»»
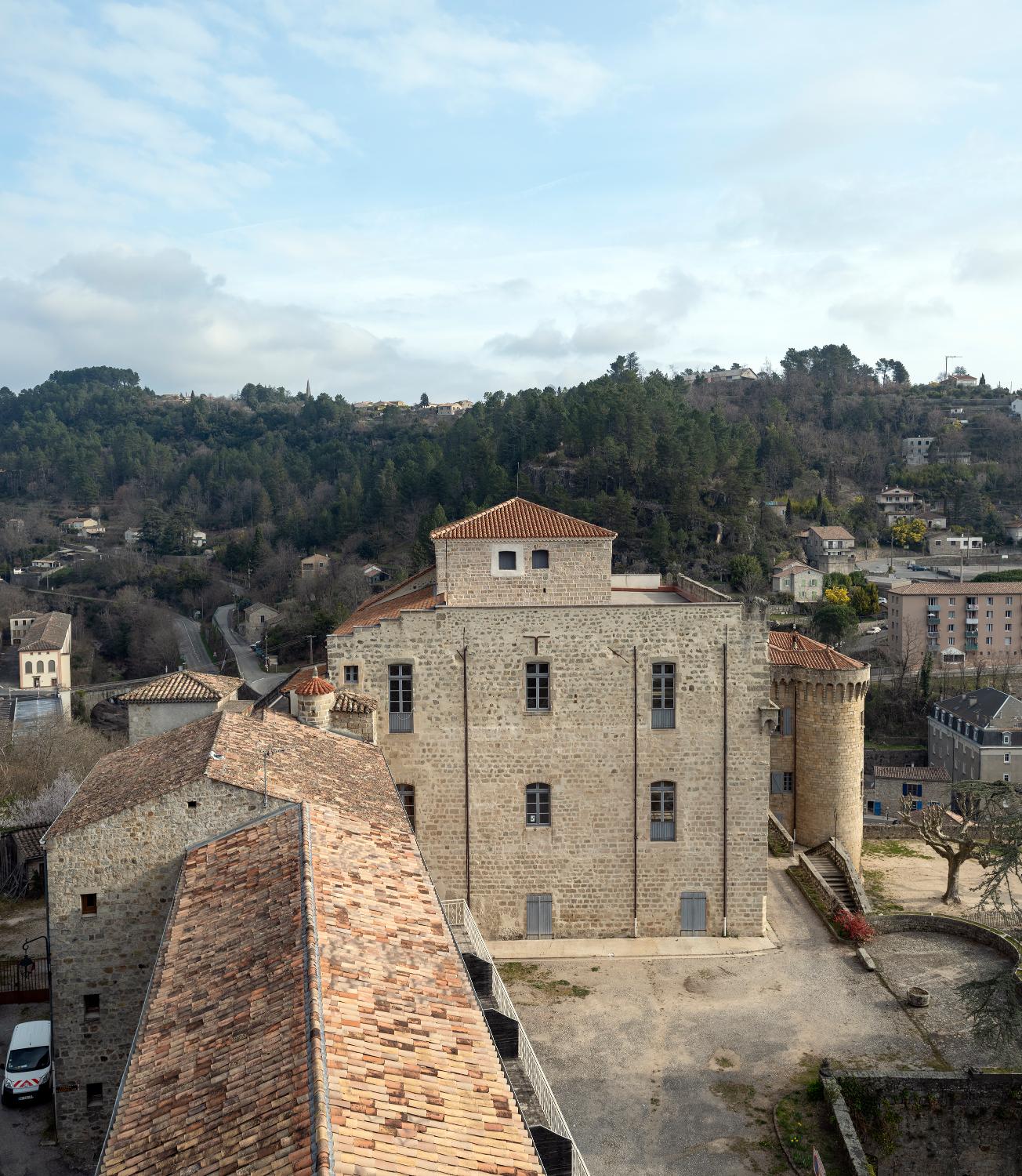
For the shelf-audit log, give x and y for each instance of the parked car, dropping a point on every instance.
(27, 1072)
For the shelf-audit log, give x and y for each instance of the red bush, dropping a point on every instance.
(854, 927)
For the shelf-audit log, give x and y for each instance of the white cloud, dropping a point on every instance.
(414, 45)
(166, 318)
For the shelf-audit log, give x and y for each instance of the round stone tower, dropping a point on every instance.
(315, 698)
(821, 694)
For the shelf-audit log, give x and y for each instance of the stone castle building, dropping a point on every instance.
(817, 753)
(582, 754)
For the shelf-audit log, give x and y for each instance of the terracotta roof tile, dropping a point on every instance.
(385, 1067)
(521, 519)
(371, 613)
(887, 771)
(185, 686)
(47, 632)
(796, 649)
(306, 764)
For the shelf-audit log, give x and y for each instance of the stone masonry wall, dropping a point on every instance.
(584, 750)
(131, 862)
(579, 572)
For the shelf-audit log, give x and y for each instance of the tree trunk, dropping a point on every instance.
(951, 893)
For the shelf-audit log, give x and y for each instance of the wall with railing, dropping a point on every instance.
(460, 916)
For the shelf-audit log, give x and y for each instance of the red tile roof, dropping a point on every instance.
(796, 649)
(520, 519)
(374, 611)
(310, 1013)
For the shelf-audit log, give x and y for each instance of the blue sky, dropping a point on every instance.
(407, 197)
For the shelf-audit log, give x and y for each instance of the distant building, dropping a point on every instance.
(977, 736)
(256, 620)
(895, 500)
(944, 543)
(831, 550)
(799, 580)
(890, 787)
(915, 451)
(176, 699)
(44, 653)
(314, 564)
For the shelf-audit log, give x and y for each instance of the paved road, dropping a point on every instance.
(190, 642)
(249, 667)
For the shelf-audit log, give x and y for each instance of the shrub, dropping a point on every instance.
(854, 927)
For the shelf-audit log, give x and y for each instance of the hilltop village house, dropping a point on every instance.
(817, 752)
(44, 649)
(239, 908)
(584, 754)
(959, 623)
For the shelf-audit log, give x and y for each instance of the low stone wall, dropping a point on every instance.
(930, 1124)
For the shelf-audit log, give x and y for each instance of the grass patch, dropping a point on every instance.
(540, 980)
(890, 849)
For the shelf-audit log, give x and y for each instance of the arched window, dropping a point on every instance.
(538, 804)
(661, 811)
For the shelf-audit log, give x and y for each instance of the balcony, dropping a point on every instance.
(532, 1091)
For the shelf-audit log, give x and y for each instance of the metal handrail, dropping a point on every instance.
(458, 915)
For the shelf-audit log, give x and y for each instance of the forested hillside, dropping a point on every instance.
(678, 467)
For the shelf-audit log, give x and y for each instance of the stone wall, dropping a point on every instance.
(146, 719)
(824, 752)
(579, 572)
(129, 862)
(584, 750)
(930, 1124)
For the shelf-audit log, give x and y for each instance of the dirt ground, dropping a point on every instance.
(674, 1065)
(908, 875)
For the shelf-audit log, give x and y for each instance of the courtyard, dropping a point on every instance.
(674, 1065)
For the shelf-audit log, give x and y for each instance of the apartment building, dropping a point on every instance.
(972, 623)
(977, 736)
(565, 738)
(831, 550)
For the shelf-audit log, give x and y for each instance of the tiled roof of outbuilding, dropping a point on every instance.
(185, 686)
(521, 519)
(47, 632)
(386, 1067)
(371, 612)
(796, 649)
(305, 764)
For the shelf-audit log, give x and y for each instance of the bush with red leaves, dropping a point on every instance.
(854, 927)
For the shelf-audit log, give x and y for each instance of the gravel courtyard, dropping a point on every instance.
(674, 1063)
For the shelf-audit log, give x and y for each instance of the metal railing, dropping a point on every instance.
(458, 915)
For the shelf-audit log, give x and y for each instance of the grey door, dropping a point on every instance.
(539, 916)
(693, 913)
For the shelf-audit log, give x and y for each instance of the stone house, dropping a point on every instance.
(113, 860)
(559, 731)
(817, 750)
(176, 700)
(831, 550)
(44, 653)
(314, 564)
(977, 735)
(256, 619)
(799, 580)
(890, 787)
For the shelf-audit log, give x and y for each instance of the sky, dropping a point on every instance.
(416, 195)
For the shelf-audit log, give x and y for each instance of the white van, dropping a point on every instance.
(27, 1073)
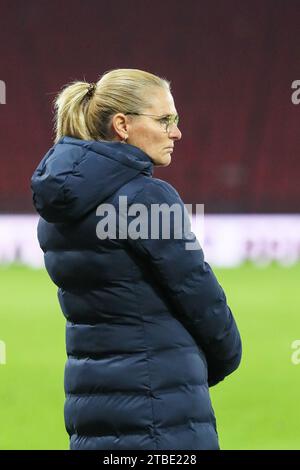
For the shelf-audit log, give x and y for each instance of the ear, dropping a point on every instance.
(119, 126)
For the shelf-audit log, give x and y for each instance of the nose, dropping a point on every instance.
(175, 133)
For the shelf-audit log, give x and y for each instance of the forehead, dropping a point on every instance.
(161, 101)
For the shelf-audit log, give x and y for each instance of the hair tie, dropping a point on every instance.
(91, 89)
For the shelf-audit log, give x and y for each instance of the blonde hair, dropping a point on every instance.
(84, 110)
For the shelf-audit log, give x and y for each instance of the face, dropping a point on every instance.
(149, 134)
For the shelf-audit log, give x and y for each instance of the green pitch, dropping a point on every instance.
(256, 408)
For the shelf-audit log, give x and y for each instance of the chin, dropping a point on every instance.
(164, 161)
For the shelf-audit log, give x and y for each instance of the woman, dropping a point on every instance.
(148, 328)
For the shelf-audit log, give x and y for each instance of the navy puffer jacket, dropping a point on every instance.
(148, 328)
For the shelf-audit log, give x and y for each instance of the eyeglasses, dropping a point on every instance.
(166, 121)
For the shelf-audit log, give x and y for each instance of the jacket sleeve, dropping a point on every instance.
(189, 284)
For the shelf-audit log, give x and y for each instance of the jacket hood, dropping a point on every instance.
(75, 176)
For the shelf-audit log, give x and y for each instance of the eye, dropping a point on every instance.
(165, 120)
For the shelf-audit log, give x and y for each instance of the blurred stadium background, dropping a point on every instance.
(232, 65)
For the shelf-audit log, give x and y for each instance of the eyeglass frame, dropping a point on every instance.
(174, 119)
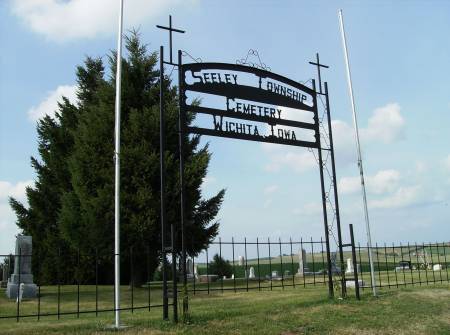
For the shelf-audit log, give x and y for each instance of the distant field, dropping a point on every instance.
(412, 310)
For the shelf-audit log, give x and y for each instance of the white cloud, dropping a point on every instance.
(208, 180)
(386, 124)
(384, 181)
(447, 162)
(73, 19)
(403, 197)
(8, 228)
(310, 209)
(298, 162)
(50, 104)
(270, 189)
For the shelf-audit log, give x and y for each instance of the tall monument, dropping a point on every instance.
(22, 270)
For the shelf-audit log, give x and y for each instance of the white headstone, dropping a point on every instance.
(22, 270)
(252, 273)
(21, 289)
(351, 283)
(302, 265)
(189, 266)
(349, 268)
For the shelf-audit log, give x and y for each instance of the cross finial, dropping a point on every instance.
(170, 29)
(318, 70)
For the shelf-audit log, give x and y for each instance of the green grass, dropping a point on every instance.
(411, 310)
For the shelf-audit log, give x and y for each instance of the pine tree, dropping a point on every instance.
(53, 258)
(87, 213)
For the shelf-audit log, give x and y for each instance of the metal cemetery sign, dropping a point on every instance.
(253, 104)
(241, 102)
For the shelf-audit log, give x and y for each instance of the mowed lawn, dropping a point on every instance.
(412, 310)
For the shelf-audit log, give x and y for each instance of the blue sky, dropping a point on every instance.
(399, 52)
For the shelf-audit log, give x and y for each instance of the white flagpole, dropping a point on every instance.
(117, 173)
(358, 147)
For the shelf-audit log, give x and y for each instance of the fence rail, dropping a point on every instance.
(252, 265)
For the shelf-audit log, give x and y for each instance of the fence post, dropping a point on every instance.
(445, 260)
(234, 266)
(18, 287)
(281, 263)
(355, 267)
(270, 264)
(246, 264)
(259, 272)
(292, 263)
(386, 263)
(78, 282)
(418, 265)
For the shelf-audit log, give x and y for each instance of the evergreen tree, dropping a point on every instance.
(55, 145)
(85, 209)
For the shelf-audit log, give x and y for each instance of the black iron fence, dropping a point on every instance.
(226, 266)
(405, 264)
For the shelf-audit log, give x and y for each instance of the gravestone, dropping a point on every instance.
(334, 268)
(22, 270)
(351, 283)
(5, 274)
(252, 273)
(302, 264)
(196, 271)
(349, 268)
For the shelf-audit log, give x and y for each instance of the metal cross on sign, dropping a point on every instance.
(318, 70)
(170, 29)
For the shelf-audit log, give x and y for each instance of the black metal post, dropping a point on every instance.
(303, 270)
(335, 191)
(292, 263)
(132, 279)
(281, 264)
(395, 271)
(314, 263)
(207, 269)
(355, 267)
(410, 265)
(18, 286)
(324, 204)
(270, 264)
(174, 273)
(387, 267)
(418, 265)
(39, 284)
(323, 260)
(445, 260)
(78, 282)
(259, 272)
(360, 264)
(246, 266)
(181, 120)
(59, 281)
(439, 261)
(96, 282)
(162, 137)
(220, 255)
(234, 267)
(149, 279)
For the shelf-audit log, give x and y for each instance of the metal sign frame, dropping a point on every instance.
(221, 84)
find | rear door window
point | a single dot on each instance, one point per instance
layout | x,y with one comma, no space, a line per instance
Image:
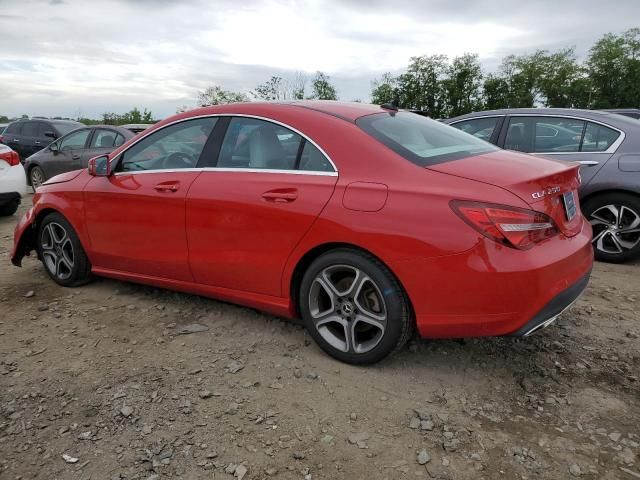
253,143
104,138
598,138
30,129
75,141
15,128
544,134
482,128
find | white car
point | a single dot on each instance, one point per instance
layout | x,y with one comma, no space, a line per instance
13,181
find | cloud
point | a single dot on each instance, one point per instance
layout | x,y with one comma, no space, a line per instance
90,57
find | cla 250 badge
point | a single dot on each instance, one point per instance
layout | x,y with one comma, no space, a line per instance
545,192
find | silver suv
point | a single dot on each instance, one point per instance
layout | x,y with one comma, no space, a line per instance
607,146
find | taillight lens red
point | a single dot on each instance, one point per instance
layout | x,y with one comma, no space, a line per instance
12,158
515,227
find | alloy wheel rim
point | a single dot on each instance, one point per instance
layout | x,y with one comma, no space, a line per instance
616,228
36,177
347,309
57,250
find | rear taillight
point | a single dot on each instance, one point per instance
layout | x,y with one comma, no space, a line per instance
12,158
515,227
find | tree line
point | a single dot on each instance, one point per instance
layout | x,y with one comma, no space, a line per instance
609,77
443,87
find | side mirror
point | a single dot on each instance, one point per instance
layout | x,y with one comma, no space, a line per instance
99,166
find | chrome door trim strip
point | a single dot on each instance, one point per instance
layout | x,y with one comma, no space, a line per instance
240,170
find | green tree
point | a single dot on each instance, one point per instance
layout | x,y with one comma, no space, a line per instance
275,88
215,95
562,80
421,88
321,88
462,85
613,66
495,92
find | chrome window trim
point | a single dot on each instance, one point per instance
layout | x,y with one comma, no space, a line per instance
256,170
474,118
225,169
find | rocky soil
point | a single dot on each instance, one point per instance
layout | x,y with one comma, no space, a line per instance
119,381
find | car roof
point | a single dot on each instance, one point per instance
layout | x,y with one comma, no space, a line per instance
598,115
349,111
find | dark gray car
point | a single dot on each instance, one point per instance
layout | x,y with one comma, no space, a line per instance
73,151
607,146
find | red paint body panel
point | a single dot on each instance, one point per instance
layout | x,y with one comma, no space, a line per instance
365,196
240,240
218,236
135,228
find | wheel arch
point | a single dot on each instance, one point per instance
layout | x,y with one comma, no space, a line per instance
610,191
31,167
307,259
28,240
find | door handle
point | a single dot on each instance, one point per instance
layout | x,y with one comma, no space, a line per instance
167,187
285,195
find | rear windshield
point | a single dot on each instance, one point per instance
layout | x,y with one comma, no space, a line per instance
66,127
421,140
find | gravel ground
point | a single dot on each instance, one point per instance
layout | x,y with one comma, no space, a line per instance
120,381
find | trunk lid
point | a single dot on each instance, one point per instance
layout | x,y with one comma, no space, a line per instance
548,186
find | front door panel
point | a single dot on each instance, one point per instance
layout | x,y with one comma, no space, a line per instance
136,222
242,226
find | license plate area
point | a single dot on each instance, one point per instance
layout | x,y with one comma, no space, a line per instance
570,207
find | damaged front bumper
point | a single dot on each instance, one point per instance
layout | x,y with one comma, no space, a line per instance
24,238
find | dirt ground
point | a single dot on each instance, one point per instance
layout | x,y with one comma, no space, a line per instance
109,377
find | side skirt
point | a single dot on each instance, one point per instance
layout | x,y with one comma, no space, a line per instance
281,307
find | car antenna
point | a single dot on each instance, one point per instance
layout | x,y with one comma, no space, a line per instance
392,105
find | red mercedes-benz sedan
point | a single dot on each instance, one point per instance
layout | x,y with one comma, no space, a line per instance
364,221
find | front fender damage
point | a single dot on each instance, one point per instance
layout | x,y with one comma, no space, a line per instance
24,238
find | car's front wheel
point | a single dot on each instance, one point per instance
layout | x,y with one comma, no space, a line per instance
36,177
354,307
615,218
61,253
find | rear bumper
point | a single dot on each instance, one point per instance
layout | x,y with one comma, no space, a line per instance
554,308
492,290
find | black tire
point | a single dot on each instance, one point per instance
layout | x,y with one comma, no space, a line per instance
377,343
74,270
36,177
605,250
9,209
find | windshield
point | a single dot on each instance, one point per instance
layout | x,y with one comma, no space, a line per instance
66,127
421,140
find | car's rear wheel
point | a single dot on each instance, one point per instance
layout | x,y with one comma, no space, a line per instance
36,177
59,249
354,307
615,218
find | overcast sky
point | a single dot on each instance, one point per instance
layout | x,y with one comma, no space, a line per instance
««
What the exercise asks:
The required output is the span of lines from the one containing "find | red mercedes-benz sedan" to the last line, reproduced character for character.

Solved problem:
find | red mercedes-benz sedan
point | a single dot on each instance, one point per instance
layout | x,y with one comma, no space, a line per instance
364,221
find | front fender damage
point | a single dot on each instance, one point per instance
layout | x,y with one comma, no space, a line per instance
24,238
find | car's front wheel
point | a single dot on each instance, one point per instance
layout | x,y with one comma, no space, a line per instance
36,177
354,307
615,218
61,253
find | rear bumper
point | a single dot on each instance, one point per instance
layout | x,y with one comma, no space, a line per instance
554,308
492,290
find | black tire
point | a single dot on each instance, one point per instance
layout | x,y with one comma, no space, a line per instance
377,343
74,270
36,177
605,250
9,209
find | windshield
point | a single dot on each instance, one point per instance
layout | x,y with one comma, no space, a line per instance
66,127
421,140
find | car's rear wheel
point | a single dot on each instance, one point per instance
layout | x,y with one comma, no space, a line per instance
36,177
59,249
354,307
615,218
find | overcast sky
point | a single dot on each instance, one point per instance
layout | x,y with one comma, no space, a line per instance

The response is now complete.